Can you write out the stretch of the commentary excerpt from "The cornerstone of" through "do not believe.", putting "foundation stone" in place of "cornerstone"?

**Excerpt**:
* Start *

Again, as in vv. 4–5, Peter appears to be driving home the point that God’s holy community is an honoured community, and should therefore be an honourable one. The church is honoured to be the recipients of God’s grace to see the glory of the rejected stone (v. 7). Church members are, in fact, the graced and holy community that is built upon the chief cornerstone, just as Jesus predicted (Matthew 21:42). It is indeed “marvellous in their eyes.”

However, those who do not grasp the glory of Jesus Christ, who refuse to taste and see that he is good/gracious, will stumble over the stone of Jesus Christ (v. 8).

The cornerstone of an ancient building was a massive stone from which the rest of the building would need to align. The irony of the picture is that this cornerstone, which is so big that it seems impossible to not notice, is in fact that over which some stumble and trip. Peter is saying that, though the glory of Jesus Christ and the gospel are so clearly visible and appreciated by believers, yet those who “stumble because they disobey the word” just can’t see it. And their present unbelief, while so ludicrous to Christians, is in line with what God has “destined.” Is Peter thinking primarily of Jewish unbelievers? Perhaps (see Romans 11:1–10, 25), though this truth applies to all who do not believe.

* End *

[Point placement rows]
* Start *

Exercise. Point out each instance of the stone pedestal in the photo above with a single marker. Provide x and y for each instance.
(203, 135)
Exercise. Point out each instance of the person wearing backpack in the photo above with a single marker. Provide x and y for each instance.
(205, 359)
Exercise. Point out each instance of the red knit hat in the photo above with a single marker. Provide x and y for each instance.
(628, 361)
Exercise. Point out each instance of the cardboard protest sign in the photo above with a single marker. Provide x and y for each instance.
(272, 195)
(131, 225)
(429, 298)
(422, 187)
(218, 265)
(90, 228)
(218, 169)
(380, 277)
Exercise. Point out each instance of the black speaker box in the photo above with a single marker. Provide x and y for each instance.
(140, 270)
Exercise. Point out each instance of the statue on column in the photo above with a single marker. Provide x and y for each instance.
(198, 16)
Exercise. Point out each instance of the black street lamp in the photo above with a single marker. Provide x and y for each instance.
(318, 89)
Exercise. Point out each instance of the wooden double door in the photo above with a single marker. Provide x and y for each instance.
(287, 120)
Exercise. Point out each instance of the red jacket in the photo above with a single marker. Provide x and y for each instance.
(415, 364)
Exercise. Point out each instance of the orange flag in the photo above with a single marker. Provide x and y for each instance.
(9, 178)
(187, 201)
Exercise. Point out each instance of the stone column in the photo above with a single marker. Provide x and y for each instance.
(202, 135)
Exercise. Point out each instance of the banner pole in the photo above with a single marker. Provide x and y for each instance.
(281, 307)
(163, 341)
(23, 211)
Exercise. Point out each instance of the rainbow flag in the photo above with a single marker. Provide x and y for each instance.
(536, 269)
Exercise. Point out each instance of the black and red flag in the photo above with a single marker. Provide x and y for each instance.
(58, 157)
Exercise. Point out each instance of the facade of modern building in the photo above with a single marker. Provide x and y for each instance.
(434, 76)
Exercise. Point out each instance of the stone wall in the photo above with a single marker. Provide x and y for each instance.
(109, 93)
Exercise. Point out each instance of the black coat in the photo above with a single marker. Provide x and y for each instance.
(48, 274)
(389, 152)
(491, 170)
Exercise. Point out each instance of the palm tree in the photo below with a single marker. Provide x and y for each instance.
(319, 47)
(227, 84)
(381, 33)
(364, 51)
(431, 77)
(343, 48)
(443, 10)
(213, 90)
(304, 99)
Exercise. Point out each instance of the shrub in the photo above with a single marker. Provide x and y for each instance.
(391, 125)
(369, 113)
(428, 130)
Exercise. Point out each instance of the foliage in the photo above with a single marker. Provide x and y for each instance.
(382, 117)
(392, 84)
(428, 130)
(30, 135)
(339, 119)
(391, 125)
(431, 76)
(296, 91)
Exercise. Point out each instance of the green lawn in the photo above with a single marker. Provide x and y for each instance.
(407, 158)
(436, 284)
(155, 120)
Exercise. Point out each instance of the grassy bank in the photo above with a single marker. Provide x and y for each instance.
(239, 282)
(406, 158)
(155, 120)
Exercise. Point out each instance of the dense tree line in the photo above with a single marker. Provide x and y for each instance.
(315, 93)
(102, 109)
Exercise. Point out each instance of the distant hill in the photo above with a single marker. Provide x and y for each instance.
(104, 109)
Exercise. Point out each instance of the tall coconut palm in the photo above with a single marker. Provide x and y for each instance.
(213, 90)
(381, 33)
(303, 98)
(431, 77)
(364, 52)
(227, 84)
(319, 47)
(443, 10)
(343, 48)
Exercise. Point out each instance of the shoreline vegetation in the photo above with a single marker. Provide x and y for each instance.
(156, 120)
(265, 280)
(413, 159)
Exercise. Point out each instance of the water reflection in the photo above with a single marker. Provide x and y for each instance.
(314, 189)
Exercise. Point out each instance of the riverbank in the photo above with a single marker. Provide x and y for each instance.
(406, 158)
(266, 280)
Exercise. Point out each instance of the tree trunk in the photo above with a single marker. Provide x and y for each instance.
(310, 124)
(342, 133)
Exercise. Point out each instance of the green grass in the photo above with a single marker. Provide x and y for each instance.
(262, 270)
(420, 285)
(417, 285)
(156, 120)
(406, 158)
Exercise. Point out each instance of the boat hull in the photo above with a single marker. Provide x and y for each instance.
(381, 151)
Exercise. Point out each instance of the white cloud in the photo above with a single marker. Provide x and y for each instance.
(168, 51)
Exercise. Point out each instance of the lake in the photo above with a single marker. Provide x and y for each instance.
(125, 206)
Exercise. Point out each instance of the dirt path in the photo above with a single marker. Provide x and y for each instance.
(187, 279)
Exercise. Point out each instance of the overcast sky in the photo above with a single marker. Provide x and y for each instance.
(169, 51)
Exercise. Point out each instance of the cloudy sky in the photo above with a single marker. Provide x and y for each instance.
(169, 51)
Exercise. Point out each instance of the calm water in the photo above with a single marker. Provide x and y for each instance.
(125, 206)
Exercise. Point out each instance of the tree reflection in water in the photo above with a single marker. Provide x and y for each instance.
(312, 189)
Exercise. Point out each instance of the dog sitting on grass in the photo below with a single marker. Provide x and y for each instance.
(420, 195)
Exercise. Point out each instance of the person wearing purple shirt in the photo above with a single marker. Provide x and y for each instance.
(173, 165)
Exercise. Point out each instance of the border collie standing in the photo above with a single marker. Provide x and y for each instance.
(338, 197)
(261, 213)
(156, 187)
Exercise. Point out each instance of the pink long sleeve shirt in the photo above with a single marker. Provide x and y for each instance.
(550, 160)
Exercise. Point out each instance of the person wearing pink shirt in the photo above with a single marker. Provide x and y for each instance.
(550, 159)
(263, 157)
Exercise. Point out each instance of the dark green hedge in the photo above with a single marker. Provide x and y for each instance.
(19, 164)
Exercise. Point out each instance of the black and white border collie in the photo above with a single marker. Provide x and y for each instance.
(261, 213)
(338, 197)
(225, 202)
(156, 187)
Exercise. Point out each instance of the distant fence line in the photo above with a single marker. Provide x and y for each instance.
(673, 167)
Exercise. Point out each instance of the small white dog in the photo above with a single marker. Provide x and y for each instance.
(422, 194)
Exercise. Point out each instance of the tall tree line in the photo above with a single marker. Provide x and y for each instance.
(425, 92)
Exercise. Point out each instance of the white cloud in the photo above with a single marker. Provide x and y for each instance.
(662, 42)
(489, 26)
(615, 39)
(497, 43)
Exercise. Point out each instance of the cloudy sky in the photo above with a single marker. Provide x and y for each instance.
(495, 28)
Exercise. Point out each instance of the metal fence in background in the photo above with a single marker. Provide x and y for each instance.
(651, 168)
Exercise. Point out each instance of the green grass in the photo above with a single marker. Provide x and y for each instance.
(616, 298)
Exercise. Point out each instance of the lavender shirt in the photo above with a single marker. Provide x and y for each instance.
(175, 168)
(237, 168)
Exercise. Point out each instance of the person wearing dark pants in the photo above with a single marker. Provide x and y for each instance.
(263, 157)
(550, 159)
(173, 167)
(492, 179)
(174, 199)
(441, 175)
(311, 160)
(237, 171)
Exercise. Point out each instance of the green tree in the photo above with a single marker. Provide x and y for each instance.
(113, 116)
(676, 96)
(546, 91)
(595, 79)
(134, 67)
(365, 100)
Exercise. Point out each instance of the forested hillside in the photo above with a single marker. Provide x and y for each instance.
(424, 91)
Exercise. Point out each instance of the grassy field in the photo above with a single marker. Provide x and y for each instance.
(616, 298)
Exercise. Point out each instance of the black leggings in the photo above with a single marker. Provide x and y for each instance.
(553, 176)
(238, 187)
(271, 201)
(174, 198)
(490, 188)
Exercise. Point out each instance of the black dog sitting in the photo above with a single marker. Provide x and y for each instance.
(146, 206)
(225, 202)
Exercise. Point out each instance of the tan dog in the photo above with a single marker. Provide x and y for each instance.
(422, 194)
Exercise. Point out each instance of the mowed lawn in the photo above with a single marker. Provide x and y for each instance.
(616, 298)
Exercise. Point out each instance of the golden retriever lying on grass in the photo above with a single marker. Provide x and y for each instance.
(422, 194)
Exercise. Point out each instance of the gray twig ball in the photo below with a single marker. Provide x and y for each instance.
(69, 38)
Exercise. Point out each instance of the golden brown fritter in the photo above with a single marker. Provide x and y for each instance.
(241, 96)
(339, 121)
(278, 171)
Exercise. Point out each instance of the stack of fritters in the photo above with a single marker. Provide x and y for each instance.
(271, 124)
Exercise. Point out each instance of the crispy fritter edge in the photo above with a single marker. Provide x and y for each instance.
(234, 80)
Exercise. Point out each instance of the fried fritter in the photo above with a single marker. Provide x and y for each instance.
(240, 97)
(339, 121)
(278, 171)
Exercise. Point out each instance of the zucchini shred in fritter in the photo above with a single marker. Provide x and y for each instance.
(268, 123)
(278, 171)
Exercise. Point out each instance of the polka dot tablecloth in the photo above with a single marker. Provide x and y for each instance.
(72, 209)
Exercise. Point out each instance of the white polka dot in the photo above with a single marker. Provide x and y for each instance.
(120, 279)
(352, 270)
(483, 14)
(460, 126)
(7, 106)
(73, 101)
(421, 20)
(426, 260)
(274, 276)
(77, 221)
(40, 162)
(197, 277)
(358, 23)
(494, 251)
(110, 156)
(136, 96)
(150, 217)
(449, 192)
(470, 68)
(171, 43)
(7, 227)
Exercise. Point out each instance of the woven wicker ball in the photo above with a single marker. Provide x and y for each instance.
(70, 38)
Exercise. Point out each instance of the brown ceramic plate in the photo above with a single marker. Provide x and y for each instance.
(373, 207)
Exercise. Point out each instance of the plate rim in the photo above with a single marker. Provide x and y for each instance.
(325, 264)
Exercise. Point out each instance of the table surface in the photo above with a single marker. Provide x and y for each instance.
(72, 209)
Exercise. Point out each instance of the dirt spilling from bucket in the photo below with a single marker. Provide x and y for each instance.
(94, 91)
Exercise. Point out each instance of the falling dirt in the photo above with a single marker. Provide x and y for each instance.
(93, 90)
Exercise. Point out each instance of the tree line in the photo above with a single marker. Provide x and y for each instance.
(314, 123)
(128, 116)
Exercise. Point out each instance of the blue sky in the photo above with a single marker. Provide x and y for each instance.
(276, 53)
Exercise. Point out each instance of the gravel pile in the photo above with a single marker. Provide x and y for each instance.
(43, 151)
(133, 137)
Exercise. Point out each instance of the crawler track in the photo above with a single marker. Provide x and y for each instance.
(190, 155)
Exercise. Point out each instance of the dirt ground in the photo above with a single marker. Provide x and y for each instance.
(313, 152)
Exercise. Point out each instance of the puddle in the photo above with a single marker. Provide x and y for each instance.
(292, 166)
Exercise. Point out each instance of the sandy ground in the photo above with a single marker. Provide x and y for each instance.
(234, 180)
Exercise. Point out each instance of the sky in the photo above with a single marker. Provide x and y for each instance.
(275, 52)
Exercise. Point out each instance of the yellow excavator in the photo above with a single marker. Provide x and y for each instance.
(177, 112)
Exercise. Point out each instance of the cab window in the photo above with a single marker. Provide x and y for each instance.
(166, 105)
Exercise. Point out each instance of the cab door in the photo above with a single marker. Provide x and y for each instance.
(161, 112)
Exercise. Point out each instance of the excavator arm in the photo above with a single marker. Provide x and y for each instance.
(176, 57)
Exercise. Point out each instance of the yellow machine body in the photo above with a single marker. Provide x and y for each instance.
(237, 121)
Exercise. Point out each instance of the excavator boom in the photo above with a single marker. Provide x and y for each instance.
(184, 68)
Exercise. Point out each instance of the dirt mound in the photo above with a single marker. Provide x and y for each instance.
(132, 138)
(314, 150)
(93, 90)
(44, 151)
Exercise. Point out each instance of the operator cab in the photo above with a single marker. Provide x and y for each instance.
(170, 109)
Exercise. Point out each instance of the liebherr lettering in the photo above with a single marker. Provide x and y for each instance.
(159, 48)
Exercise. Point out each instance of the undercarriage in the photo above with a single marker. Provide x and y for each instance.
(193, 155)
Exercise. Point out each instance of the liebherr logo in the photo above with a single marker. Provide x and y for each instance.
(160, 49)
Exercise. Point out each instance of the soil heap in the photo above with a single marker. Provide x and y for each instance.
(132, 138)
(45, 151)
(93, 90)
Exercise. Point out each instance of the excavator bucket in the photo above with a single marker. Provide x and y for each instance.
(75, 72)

* End *

**Response to the exercise**:
The foundation stone of an ancient building was a massive stone from which the rest of the building would need to align. The irony of the picture is that this foundation stone, which is so big that it seems impossible to not notice, is in fact that over which some stumble and trip. Peter is saying that, though the glory of Jesus Christ and the gospel are so clearly visible and appreciated by believers, yet those who “stumble because they disobey the word” just can’t see it. And their present unbelief, while so ludicrous to Christians, is in line with what God has “destined.” Is Peter thinking primarily of Jewish unbelievers? Perhaps (see Romans 11:1–10, 25), though this truth applies to all who do not believe.